- Work instructions -
Reproduce only the lines of the records below between the line containing "Where exactly in this scan can I find the jacket" and the line containing "(16, 17), (52, 55)", inclusive, substituting "umbrella handle" for "umbrella rib" and leaving everything else unchanged.

- Supplied material -
start
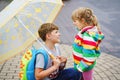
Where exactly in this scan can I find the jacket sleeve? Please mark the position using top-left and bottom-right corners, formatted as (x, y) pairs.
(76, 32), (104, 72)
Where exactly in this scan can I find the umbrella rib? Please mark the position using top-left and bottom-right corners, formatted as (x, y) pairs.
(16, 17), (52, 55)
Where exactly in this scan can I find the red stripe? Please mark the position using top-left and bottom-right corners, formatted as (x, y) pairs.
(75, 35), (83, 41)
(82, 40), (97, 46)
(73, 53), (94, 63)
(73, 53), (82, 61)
end
start
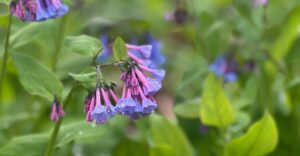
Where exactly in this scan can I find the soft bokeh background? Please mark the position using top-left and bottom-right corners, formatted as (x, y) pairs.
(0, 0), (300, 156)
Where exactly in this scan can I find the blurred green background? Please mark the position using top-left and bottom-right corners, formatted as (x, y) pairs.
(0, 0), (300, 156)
end
- Task solution -
Where exactly in this scan can I find the jacket sleeve? Please mark the position using top-left and bottom-right corners, formatted as (x, y) pairs.
(76, 32), (104, 72)
Where exactly in this scan can I find the umbrella handle? Please mark the position using top-left and bottom-right corners, formatted as (x, y) pairs.
(16, 17), (52, 55)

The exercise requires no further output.